EXTRAIT:
Le Metsoudate David explique qu’une frappe de Shimshone sur les positions philistines aurait entraîné des représailles sur les Bné-Israël. Il cherchait donc à les provoquer pour les frapper en raison d’un prétexte personnel qui n’impliquerait pas son peuple. C’est effectivement ce qu’il ne tarde pas à faire. Pendant les jours de festins suivant ses noces, il lance une devinette à ses hôtes philistins avec un enjeu financier à la clef. Lui-seul connaît la réponse et les autres le comprennent. Ils menacent sa nouvelle épouse de représailles si elle ne leur transmet pas la réponse. Cette dernière interroge donc Shimshone avec insistance. Finalement le secret est lâché et les hôtes répondent donc correctement à sa devinette. Il se met alors dans un semblant de colère et déclare : « Si vous n’aviez pas labouré ma génisse, vous n’auriez pas deviné mon énigme » (14, 18).  L’interprétation du Ralbag[5] semble la plus évidente : il accuse les hommes présents au festin, ou au moins l’un d’entre eux, d’avoir eu une relation sexuelle avec sa femme. Il profite donc de cette colère feinte pour massacrer trente philistins.

 

Après avoir quitté cette femme quelque-temps, il revient finalement vers la maison de son père, où il apprend qu’elle est désormais mariée à un autre homme. Criant à la trahison, il met le feu aux champs des Philistins. Lorsque ces derniers apprennent la raison de cette dernière attaque, ils s’en prennent à la femme et à son père qu’ils brûlèrent. Shimchone intervient après cela pour s’en prendre de nouveau à eux. Avant de procéder à un autre massacre contre les Philistins il se justifie : « Puisque vous agissez de la sorte, il faut que je me venge sur vous-mêmes, et alors je serai tranquille » (15, 7). Le Radak explique qu’il leur reprochait en réalité de ne pas s’être opposés à priori au remariage de celle qui était encore son épouse. Leur vengeance après coup n’était pas liée à son honneur, mais à la colère ressentie au sujet des dommages causés sur leurs champs.

LISTE:
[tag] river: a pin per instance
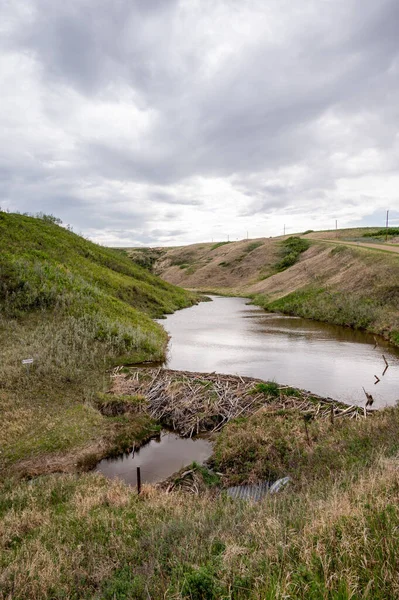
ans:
(228, 335)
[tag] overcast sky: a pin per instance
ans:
(163, 122)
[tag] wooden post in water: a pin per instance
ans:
(306, 418)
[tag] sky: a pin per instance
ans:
(169, 122)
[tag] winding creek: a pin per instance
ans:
(230, 336)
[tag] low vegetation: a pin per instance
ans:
(76, 309)
(332, 534)
(382, 233)
(292, 248)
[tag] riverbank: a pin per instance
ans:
(331, 277)
(65, 536)
(78, 310)
(74, 310)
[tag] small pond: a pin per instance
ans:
(158, 459)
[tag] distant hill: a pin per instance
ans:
(348, 277)
(77, 309)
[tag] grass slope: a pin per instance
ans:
(316, 276)
(75, 308)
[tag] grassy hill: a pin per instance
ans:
(76, 309)
(329, 276)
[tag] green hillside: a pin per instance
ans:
(77, 309)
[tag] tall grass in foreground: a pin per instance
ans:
(83, 537)
(76, 309)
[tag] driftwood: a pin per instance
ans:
(192, 403)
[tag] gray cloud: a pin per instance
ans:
(223, 110)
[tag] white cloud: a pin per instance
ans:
(171, 122)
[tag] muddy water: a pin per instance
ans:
(157, 460)
(229, 336)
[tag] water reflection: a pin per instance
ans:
(229, 336)
(158, 459)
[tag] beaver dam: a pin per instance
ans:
(194, 403)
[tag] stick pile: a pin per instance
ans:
(192, 403)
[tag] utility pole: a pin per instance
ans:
(386, 232)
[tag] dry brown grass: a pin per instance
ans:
(95, 538)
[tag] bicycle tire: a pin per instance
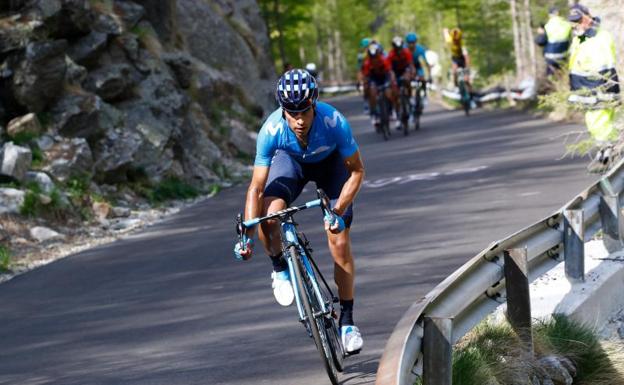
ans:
(384, 115)
(405, 106)
(465, 98)
(319, 335)
(417, 108)
(331, 326)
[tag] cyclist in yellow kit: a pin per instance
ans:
(459, 55)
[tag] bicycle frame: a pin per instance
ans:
(289, 235)
(288, 230)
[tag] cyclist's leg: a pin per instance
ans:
(454, 68)
(330, 175)
(396, 96)
(372, 96)
(284, 185)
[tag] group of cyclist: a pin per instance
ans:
(387, 72)
(306, 140)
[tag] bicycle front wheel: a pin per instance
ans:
(314, 317)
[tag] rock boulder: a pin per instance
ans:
(15, 161)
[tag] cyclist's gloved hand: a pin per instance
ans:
(334, 222)
(243, 250)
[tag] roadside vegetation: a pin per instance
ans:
(5, 259)
(492, 354)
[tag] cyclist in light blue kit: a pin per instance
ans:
(305, 140)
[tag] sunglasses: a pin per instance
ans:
(301, 107)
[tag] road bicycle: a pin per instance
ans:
(383, 108)
(464, 95)
(417, 105)
(315, 302)
(406, 108)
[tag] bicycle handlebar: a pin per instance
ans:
(322, 202)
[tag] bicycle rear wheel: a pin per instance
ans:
(384, 115)
(316, 321)
(465, 98)
(417, 111)
(405, 112)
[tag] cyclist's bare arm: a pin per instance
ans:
(466, 57)
(255, 193)
(352, 185)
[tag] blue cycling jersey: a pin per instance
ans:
(330, 130)
(418, 53)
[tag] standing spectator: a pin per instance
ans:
(594, 80)
(555, 37)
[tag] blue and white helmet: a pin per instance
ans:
(296, 91)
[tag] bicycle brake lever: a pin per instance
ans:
(240, 227)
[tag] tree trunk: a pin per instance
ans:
(532, 64)
(280, 32)
(339, 57)
(518, 51)
(331, 65)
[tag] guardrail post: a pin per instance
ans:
(609, 209)
(573, 244)
(518, 295)
(437, 351)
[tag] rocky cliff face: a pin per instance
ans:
(115, 89)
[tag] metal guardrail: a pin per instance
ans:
(421, 343)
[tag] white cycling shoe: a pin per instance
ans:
(282, 288)
(351, 339)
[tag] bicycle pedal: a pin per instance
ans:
(353, 353)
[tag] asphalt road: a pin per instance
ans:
(171, 306)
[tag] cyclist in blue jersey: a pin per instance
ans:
(305, 140)
(420, 59)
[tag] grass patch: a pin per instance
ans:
(34, 207)
(493, 354)
(172, 188)
(596, 364)
(5, 258)
(38, 159)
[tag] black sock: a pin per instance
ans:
(279, 263)
(346, 313)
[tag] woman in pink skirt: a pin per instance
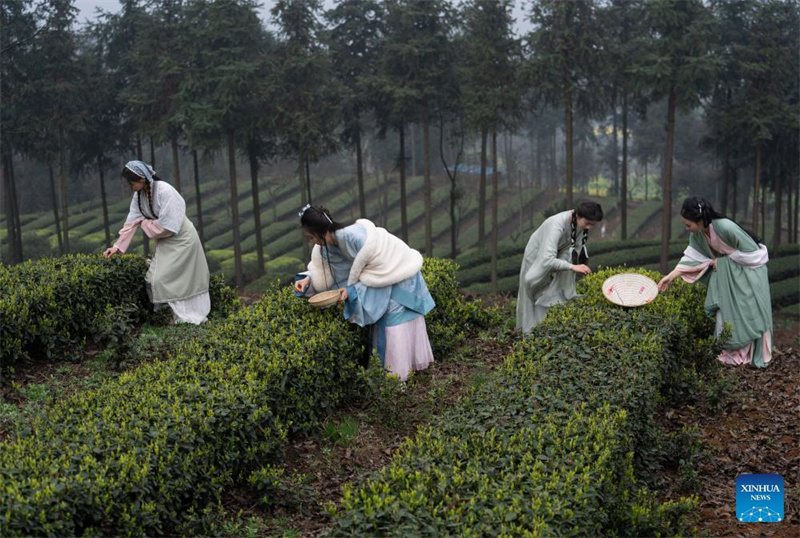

TRAVAIL À FAIRE:
A – D'après l'extrait, pourquoi Shimshone cherchait-il un prétexte personnel pour frapper les Philistins ? Répondez en une à trois phrases.
B – Citez l'extrait depuis « Après avoir quitté » jusqu'à « sur leurs champs. » inclus.
Appuyez-vous uniquement sur l'extrait pour répondre.

LES RÉPONSES:
A – Selon le Metsoudate David, une frappe de Shimshone contre les positions philistines aurait entraîné des représailles sur les Bné-Israël. Il voulait donc un prétexte personnel, afin que son attaque n'implique pas son peuple.

B –
Après avoir quitté cette femme quelque-temps, il revient finalement vers la maison de son père, où il apprend qu’elle est désormais mariée à un autre homme. Criant à la trahison, il met le feu aux champs des Philistins. Lorsque ces derniers apprennent la raison de cette dernière attaque, ils s’en prennent à la femme et à son père qu’ils brûlèrent. Shimchone intervient après cela pour s’en prendre de nouveau à eux. Avant de procéder à un autre massacre contre les Philistins il se justifie : « Puisque vous agissez de la sorte, il faut que je me venge sur vous-mêmes, et alors je serai tranquille » (15, 7). Le Radak explique qu’il leur reprochait en réalité de ne pas s’être opposés à priori au remariage de celle qui était encore son épouse. Leur vengeance après coup n’était pas liée à son honneur, mais à la colère ressentie au sujet des dommages causés sur leurs champs.